What you should do ▸ Rewrite the entries from their first line through the line containing "positive clicks: (412, 586)" as a numbered list, and leave out any blank lines.

Given records ▸
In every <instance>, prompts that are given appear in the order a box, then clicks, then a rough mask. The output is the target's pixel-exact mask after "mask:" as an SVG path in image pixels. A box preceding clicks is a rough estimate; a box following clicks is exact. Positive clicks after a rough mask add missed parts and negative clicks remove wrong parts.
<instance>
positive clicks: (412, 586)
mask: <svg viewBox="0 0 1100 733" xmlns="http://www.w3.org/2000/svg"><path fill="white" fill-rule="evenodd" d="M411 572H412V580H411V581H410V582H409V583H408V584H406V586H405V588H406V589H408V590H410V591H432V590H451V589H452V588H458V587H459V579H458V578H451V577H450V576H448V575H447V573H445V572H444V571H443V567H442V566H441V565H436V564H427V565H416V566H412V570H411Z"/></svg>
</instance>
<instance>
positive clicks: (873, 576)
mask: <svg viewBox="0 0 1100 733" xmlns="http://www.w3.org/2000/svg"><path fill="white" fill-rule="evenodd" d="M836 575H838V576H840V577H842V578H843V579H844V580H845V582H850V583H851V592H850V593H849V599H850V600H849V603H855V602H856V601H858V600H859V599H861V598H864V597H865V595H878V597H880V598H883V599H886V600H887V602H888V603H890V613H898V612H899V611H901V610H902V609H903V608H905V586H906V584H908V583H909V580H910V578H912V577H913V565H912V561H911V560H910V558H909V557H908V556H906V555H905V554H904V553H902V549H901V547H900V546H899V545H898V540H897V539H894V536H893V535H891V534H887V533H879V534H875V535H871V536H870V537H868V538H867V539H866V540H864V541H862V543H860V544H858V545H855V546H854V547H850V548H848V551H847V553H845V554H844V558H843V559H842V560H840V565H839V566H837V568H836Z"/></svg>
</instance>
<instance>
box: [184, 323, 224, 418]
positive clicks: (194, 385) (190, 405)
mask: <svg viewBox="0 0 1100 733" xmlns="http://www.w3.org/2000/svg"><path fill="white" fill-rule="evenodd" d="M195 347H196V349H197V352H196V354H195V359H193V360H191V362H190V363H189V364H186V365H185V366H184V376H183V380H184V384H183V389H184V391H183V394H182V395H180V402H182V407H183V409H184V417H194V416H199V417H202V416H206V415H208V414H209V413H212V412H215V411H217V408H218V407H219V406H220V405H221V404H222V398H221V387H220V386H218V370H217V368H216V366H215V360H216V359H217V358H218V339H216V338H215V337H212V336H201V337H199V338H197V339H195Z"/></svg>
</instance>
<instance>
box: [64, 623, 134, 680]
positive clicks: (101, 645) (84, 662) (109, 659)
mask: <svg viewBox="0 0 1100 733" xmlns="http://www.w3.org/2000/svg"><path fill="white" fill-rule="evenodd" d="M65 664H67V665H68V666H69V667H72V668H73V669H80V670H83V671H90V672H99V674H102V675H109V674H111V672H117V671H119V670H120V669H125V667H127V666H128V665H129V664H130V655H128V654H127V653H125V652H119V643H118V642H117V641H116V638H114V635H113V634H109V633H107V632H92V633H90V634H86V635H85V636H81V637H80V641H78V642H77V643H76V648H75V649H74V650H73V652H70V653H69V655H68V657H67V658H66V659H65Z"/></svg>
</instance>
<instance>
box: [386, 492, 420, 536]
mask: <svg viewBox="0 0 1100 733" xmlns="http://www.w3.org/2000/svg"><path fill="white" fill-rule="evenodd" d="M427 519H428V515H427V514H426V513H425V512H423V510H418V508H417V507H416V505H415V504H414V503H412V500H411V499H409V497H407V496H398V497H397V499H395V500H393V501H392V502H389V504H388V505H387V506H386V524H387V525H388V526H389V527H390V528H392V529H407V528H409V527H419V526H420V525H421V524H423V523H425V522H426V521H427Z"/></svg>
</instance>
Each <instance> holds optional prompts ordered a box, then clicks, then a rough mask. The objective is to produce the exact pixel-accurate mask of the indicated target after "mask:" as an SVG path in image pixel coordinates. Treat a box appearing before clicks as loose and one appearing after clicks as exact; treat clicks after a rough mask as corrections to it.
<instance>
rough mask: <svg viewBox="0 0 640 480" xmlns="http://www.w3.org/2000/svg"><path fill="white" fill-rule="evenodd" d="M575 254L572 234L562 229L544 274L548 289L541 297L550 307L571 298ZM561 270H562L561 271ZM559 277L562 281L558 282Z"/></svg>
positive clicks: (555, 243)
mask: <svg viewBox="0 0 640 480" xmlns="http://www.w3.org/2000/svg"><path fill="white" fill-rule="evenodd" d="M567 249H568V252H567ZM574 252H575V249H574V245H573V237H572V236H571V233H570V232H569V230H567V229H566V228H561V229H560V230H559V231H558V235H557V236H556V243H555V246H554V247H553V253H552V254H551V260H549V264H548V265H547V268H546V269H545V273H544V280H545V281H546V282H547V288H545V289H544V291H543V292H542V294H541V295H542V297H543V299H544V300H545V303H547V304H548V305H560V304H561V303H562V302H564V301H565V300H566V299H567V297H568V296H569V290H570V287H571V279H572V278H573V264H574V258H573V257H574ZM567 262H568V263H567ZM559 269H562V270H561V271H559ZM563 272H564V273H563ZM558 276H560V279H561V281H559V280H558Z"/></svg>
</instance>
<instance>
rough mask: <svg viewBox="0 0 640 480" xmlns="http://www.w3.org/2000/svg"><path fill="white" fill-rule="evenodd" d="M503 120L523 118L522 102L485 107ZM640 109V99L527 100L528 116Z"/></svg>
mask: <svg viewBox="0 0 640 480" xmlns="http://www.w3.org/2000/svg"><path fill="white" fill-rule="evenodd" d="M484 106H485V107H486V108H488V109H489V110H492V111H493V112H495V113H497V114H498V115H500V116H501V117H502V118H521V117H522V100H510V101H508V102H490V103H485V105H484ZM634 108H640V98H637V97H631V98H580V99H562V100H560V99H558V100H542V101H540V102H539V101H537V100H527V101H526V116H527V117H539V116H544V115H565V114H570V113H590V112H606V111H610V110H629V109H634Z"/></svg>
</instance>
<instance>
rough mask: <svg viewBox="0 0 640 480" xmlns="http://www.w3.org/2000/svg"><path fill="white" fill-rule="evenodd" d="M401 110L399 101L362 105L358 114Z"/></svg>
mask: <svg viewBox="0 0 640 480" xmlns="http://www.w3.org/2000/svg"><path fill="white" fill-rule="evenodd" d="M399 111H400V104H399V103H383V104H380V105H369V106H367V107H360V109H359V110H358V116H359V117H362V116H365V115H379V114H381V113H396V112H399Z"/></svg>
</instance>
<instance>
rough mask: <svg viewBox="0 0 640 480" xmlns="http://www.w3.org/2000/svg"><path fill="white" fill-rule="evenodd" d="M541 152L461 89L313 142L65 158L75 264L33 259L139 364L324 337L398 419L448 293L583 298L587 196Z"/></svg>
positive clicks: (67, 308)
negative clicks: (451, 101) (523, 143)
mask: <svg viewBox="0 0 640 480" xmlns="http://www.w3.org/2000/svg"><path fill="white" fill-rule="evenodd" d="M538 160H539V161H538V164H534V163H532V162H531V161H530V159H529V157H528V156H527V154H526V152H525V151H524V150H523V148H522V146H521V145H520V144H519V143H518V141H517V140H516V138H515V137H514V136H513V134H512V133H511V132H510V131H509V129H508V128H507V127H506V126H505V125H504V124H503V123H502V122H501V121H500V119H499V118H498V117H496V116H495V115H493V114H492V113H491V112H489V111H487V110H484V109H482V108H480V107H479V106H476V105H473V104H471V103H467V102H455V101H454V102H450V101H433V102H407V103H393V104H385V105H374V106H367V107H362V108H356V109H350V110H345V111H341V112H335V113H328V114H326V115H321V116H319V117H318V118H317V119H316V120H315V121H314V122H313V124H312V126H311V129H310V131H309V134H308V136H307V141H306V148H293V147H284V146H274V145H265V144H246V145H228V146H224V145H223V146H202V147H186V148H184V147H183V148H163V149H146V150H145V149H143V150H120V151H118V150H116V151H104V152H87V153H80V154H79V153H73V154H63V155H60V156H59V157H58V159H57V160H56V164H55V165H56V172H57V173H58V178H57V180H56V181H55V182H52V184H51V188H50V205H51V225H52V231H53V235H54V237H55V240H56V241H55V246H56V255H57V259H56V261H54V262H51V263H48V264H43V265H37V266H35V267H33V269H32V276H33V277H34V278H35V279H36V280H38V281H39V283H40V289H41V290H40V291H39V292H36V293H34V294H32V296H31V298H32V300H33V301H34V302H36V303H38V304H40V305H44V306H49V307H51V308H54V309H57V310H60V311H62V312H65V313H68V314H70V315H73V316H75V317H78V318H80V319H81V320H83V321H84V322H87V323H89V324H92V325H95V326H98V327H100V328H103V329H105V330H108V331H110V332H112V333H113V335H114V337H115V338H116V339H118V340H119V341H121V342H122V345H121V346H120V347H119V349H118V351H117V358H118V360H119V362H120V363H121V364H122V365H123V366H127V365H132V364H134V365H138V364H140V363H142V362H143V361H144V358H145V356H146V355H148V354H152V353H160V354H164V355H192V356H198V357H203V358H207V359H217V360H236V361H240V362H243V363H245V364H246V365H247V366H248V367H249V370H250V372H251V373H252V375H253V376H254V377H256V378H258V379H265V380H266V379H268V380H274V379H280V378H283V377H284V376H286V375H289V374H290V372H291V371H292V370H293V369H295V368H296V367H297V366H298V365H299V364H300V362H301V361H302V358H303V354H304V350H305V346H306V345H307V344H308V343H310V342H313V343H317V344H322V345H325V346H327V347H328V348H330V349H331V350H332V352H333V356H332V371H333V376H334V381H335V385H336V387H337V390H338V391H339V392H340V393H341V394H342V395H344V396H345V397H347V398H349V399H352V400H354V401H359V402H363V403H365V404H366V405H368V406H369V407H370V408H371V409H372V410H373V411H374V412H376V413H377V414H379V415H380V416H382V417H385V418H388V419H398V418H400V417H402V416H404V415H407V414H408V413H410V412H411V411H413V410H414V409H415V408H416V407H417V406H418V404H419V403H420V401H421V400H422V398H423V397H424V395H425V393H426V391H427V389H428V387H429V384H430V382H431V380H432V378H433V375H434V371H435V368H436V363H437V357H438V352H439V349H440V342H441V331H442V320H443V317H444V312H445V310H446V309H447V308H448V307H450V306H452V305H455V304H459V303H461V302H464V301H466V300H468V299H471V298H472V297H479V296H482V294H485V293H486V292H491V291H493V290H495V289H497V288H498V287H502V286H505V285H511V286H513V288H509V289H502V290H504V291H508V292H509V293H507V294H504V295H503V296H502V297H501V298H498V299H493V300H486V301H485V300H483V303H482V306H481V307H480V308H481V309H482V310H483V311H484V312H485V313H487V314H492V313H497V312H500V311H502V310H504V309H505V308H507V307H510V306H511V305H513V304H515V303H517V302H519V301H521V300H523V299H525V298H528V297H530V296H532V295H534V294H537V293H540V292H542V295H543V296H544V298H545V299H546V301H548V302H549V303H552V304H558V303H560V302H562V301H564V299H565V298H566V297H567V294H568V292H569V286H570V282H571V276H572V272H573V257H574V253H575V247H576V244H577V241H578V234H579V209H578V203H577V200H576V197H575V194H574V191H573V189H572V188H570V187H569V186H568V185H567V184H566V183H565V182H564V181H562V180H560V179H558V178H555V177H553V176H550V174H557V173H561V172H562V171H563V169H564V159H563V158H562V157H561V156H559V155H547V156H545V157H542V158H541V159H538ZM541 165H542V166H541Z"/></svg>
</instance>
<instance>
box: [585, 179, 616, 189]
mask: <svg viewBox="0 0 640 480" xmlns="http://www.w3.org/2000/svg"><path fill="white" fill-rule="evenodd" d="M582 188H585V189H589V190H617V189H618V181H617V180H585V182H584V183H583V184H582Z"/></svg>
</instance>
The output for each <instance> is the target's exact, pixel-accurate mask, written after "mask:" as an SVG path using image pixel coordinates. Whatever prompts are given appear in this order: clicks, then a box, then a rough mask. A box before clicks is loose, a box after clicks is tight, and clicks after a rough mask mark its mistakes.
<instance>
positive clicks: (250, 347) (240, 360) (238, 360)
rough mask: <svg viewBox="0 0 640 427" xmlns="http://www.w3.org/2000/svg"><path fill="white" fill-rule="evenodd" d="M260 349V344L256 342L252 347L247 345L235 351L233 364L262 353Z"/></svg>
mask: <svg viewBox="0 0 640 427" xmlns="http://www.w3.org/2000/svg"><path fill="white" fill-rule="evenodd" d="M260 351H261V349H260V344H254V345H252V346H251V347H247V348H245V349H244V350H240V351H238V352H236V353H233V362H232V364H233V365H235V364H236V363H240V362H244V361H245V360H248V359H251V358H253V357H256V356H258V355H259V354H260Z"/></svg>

Response to this task ▸
1. In every <instance>, prompts that are given appear in the order a box, then clicks, then a rough mask. The output is the target's pixel-exact mask after "mask:" as an SVG path in image pixels. A box preceding clicks is a rough estimate; a box following clicks is exact. Positive clicks after a rough mask add missed parts and negative clicks remove wrong parts.
2. <instance>
3. positive clicks: (412, 586)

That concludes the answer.